*Directions:* Select every line below that contains the word "half", and copy each one in full.

*Supplied material:*
━━━━━━━━━━

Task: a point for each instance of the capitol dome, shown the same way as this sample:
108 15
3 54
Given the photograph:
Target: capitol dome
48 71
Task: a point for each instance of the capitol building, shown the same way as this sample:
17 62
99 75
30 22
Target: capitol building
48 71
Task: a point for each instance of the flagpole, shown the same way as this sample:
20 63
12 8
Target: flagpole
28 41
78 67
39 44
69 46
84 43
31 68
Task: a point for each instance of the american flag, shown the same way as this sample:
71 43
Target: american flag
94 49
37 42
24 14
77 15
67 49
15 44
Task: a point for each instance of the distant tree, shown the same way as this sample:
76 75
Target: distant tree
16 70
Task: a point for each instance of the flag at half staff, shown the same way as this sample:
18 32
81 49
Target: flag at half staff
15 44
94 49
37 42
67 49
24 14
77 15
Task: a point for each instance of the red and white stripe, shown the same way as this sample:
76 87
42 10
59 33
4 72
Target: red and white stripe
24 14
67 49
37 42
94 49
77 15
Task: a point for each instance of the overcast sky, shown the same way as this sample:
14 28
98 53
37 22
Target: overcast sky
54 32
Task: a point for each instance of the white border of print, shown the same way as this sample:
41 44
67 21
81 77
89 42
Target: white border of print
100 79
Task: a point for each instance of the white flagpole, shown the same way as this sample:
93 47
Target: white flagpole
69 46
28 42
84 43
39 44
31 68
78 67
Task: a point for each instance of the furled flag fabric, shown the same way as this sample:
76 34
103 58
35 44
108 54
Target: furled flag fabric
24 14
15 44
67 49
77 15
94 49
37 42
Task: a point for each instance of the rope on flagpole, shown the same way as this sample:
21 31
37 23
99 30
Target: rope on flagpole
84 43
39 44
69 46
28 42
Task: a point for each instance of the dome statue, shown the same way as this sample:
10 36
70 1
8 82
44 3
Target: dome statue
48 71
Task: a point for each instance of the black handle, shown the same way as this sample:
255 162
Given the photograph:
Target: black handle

━━━━━━━━━━

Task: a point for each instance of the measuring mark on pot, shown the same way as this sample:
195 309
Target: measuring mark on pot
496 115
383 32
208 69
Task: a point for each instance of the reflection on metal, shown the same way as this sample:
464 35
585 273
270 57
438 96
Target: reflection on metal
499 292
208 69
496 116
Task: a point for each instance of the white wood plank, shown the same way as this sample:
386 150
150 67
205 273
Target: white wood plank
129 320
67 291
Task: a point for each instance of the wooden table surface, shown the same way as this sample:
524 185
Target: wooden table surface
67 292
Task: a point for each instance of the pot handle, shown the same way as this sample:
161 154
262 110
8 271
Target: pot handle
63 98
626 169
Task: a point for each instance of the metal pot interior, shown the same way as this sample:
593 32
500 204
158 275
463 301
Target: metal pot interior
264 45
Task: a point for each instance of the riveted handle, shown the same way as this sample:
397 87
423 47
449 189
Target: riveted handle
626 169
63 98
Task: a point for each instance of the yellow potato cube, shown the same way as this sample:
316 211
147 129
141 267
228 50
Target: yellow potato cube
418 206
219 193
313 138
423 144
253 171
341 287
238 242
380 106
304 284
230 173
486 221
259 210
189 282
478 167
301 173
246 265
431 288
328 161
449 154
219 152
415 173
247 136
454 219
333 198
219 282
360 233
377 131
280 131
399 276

━━━━━━━━━━

*Result below:*
Task: a point for each instance of the flag at half staff, shown the same way as this sample:
Target: flag at half staff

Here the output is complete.